To be done:
A - Does the Honda GCV 190 thread agree with each of these statements: (i) the engine had a new air filter, (ii) the original poster had not checked the gap on the pickup coil, (iii) a sheared flywheel key can throw off the timing? For each, give yes or no and quote the deciding words of the thread.
B - Can you retype the Honda GCV 190 thread, everything from "On a lawnmower" down to "new air filter."?
C - Can you write what comes next in the Honda GCV 190 thread, picking up after its last post?

# Honda GCV 190



## RKDOC (Jun 20, 2006)

On a lawnmower with the above engine it will start but pops out the carburetor and has low power. I pulled the rocker arm off and checked the valves. They seem to be fine and properly adjusted. I checked the timing and the marks on the camshaft pulley are lined up with the housing when on TDC. This would make it appear to be in time.

The mower was mowing just fine when it lost power. I shut it down and brought it into the shop. That is when it started poping through the carburetor. I have also checked the gap on the pickup coil.

Any suggestions what would cause the backfire through the carb?

Thanks in advance for all your help and advise.

P.S. The engine had good compression and a new air filter.


----------



## 30yearTech (Sep 14, 2006)

A fouling spark plug will make an engine backfire, so even if the plug looks good, I would try a new one.


----------



## dawgpile (Apr 28, 2008)

Did you hit anything with it? Backfiring can be caused by the timing being off, which in turn can be caused by a sheared or partially sheared flywheel key. If you don't know the history of the machine, I'd recommend pulling the flywheel and verifying that you have a good key as a first step.

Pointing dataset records

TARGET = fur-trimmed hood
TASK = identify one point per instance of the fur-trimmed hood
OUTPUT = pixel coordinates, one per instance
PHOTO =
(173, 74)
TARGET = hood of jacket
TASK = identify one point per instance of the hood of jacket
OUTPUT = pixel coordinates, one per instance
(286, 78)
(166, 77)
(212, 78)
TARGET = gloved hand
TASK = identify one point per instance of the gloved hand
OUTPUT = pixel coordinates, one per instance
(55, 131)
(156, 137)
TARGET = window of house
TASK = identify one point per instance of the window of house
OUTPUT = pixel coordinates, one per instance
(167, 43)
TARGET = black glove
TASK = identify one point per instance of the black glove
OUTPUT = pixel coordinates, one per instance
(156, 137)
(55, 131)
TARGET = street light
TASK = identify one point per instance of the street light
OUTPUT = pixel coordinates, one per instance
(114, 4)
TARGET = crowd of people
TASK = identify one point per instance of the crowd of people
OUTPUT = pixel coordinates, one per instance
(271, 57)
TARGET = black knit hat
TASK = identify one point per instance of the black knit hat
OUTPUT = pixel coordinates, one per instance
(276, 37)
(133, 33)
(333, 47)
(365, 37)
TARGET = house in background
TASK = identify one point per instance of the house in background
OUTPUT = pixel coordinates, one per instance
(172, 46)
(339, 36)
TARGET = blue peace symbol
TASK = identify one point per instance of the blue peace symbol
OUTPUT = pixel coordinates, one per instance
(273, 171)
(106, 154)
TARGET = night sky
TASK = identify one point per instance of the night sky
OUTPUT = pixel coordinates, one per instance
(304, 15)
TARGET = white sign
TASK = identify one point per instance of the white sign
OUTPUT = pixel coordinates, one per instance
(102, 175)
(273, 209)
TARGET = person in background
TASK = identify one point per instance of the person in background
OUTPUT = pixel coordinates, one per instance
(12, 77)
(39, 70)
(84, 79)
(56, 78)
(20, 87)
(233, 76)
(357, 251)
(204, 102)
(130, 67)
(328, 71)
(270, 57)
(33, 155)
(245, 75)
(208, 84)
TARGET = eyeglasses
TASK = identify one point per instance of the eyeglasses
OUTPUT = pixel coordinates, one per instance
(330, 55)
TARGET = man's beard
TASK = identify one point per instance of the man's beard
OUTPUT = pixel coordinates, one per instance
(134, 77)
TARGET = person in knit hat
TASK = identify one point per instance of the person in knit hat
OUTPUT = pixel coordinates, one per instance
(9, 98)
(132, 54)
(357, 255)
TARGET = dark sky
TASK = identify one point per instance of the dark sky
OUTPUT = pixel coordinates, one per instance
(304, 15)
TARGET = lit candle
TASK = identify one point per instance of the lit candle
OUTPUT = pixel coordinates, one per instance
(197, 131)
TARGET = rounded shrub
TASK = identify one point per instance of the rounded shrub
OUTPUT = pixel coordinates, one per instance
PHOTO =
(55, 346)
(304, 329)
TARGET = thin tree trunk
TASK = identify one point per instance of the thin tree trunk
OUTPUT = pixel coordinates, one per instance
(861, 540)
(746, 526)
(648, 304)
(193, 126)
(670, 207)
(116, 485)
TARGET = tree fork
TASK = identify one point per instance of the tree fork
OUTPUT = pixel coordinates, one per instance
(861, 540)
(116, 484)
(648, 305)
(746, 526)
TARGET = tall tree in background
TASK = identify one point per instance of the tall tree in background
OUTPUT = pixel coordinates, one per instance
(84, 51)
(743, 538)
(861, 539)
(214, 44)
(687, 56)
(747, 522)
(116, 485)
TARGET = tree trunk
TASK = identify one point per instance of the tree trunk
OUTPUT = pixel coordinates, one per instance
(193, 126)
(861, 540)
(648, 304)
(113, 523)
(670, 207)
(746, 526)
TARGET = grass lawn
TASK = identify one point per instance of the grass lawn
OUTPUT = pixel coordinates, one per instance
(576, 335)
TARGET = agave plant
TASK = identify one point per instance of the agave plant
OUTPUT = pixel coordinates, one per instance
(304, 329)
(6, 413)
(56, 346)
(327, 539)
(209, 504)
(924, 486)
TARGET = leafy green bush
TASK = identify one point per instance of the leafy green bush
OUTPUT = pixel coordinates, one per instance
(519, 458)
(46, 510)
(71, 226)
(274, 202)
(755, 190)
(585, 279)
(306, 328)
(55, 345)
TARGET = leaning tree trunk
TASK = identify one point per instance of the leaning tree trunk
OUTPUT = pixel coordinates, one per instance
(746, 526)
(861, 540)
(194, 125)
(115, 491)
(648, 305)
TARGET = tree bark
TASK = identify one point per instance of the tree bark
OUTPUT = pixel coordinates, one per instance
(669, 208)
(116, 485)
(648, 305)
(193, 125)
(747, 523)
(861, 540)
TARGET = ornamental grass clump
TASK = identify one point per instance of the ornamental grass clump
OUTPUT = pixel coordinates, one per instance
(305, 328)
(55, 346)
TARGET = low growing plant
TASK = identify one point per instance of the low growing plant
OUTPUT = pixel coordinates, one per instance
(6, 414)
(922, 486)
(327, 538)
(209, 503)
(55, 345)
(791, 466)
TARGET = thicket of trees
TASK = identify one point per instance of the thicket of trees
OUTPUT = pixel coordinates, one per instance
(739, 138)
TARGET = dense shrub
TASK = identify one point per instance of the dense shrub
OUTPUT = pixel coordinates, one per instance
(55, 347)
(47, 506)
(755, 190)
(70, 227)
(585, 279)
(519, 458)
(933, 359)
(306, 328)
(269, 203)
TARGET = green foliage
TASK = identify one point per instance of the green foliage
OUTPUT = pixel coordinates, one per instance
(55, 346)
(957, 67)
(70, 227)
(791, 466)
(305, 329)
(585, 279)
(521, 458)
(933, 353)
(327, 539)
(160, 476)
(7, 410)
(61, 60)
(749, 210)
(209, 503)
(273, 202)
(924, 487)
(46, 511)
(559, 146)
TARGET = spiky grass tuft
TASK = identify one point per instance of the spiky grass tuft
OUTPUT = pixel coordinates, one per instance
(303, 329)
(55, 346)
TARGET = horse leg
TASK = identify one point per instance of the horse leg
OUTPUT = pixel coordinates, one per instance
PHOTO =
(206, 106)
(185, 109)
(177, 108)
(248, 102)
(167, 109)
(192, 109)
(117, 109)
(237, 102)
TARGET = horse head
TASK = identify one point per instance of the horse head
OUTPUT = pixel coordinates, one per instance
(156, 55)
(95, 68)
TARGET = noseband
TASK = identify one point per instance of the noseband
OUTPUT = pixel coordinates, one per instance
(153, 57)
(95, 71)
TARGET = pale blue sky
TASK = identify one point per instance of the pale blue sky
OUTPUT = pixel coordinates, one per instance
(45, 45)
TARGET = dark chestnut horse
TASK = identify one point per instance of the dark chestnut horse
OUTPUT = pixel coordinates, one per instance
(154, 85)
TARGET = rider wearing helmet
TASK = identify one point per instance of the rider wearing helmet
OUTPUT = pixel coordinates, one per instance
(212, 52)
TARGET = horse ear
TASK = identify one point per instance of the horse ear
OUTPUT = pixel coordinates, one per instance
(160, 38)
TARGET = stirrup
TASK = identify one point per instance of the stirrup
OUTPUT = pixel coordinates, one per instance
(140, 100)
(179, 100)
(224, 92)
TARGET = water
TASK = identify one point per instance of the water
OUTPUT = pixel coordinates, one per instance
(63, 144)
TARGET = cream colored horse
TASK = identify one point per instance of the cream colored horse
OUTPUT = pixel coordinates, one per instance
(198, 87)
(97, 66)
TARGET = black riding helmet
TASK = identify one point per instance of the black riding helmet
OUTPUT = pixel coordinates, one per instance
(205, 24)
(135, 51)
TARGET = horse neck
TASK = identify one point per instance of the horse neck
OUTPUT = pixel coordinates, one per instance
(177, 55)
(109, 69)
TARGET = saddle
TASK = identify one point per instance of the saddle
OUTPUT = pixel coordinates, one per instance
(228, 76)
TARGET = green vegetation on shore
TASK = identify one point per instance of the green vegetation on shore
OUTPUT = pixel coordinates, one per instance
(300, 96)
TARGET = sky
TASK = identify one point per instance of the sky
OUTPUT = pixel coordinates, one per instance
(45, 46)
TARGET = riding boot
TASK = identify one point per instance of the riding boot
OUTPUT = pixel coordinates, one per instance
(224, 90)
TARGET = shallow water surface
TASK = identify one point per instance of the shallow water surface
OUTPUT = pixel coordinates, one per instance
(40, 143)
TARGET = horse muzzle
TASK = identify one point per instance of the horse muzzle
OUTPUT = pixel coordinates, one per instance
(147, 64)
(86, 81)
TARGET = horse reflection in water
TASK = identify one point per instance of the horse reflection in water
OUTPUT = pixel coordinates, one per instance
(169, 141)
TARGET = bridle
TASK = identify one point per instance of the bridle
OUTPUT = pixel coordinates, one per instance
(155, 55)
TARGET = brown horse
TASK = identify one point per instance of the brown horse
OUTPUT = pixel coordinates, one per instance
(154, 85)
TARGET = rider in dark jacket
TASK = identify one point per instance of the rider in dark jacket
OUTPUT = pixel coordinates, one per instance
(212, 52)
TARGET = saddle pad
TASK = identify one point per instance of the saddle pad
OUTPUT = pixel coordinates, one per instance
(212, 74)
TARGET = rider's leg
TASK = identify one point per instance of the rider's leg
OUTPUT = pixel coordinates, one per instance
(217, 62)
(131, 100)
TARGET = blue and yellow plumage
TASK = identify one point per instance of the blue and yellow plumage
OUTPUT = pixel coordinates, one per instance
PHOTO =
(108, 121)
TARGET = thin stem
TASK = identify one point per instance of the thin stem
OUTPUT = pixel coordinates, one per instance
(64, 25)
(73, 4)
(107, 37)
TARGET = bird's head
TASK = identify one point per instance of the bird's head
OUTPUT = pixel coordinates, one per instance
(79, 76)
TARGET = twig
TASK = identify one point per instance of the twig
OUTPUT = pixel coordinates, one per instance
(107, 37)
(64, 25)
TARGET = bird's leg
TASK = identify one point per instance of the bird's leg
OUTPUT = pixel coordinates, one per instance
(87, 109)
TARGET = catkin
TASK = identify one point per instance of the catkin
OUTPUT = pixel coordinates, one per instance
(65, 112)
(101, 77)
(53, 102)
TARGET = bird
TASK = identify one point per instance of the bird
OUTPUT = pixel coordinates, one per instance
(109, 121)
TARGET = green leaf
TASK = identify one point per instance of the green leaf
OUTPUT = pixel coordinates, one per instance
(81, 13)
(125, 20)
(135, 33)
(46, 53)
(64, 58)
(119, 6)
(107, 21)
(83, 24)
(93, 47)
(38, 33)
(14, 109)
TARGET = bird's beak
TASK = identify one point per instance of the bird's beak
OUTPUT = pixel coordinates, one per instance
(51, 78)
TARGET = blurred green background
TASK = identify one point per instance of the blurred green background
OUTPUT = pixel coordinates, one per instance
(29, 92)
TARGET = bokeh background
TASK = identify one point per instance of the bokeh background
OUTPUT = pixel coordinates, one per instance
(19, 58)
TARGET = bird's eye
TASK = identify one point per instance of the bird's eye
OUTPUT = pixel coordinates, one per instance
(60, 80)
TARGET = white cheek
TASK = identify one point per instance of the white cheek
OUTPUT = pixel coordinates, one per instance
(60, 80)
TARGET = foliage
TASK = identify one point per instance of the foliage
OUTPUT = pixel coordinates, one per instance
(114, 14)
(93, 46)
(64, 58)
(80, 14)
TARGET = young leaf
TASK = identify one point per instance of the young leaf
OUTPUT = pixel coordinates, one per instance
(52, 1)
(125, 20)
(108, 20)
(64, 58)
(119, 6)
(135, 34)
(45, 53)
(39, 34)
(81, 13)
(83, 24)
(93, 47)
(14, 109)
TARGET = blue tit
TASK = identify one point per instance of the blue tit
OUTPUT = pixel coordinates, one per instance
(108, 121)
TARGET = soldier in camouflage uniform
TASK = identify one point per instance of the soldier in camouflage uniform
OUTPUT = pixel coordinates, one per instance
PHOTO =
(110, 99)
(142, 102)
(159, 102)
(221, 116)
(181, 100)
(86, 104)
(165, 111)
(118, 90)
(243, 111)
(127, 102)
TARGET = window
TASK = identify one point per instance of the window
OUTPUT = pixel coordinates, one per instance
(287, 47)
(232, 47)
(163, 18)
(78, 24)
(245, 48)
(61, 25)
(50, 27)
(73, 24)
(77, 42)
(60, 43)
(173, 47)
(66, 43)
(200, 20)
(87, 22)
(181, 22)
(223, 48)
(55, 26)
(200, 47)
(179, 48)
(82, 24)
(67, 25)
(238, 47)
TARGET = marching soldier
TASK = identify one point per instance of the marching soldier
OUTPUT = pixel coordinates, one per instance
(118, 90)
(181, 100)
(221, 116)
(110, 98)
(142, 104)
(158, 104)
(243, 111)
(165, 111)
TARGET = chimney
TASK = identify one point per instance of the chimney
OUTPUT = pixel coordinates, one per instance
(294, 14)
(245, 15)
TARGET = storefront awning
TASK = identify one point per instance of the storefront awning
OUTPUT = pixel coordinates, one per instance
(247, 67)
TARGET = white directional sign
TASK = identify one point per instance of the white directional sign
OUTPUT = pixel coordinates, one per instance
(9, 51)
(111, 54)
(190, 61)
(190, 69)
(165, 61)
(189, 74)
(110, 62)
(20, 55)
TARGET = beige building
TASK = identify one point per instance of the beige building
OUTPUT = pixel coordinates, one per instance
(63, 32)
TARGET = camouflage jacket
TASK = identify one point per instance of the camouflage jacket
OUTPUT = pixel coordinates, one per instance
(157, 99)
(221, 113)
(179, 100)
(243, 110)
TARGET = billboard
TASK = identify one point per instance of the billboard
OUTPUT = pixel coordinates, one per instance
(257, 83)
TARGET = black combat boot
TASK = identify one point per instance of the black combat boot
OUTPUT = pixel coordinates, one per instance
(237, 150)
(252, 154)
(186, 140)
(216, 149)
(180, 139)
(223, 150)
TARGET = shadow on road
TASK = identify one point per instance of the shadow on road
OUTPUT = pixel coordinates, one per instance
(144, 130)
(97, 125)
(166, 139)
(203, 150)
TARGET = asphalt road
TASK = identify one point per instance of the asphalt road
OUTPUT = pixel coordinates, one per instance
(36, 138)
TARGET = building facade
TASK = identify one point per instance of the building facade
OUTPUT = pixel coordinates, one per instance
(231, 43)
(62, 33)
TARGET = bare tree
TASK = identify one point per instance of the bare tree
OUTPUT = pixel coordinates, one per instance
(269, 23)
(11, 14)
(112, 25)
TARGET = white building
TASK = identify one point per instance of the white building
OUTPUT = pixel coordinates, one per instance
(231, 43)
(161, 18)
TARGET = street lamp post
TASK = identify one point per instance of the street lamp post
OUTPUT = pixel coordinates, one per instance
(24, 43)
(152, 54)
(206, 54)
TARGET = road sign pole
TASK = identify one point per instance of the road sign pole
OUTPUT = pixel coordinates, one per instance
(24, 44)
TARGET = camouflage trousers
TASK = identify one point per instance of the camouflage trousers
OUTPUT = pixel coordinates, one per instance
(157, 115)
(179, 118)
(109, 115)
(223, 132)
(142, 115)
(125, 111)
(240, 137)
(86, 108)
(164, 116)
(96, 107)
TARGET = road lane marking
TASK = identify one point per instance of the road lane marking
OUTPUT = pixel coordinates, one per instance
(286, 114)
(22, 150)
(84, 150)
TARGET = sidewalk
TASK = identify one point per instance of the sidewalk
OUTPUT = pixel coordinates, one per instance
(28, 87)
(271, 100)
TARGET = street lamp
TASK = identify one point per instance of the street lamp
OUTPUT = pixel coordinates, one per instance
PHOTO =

Per-task outputs:
A -
(i) Yes: "The engine had good compression and a new air filter."
(ii) No: "I have also checked the gap on the pickup coil."
(iii) Yes: "Backfiring can be caused by the timing being off, which in turn can be caused by a sheared or partially sheared flywheel key."

B -
On a lawnmower with the above engine it will start but pops out the carburetor and has low power. I pulled the rocker arm off and checked the valves. They seem to be fine and properly adjusted. I checked the timing and the marks on the camshaft pulley are lined up with the housing when on TDC. This would make it appear to be in time.

The mower was mowing just fine when it lost power. I shut it down and brought it into the shop. That is when it started poping through the carburetor. I have also checked the gap on the pickup coil.

Any suggestions what would cause the backfire through the carb?

Thanks in advance for all your help and advise.

P.S. The engine had good compression and a new air filter.

C -
Let us know what u find!


----------



## RKDOC (Jun 20, 2006)

I forgot to mention. I have pulled the fly wheel and the key is good. A customer brought the mower in with a stuck valve. He did not want to pay the price to fix it so he gave me the mower. I took it down and replaced the valve. Put evrything back together and use it to mow my lawns. It was running great, then one time it just lost power. Thats were I am at now. I will change the spark plug and try that.

Thanks for the replies.


----------



## wheelerman (Jul 19, 2007)

Is the valve cover pushed in from hitting something?


----------



## RKDOC (Jun 20, 2006)

Thanks for all the helps. 30 year got it right. A new spark plug and it runs great. It is surprising the problems a perfectly good looking spark plug can cause. Thanks again for all the help.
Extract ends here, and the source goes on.